* _What is needed_: Copy the entries that follow, exactly and completely.

══ Records

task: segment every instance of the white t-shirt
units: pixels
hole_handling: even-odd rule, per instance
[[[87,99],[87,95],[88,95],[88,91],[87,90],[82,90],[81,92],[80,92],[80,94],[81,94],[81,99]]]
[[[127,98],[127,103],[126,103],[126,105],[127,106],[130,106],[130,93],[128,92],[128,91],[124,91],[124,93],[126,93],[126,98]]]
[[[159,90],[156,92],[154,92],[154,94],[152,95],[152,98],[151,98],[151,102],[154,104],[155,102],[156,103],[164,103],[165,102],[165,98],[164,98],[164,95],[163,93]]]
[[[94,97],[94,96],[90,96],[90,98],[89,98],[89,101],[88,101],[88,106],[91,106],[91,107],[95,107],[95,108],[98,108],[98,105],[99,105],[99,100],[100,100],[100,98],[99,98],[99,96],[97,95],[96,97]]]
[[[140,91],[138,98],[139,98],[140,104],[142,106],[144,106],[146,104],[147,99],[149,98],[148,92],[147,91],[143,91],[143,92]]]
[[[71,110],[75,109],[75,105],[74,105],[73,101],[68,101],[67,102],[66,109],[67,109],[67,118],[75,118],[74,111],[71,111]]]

════

* _Result of this exercise_:
task: segment every instance of the white t-shirt
units: pixels
hole_handling: even-odd rule, per instance
[[[87,99],[87,95],[88,95],[88,91],[87,90],[82,90],[81,92],[80,92],[80,94],[81,94],[81,99]]]
[[[127,98],[127,103],[126,103],[126,105],[127,106],[130,106],[130,93],[128,92],[128,91],[124,91],[124,93],[126,93],[126,98]]]
[[[159,90],[156,92],[154,92],[154,94],[152,95],[152,98],[151,98],[151,102],[154,104],[155,102],[156,103],[164,103],[165,102],[165,98],[164,98],[164,95],[163,93]]]
[[[94,97],[94,96],[90,96],[90,98],[89,98],[89,101],[88,101],[88,106],[91,106],[91,107],[95,107],[95,108],[98,108],[98,105],[99,105],[99,100],[100,100],[100,98],[99,98],[99,96],[97,95],[96,97]]]
[[[140,91],[138,98],[139,98],[140,104],[142,106],[144,106],[146,104],[147,99],[149,98],[148,92],[147,91],[143,91],[143,92]]]
[[[71,110],[75,109],[75,105],[74,105],[73,101],[68,101],[67,102],[66,109],[67,109],[67,118],[75,118],[74,111],[71,111]]]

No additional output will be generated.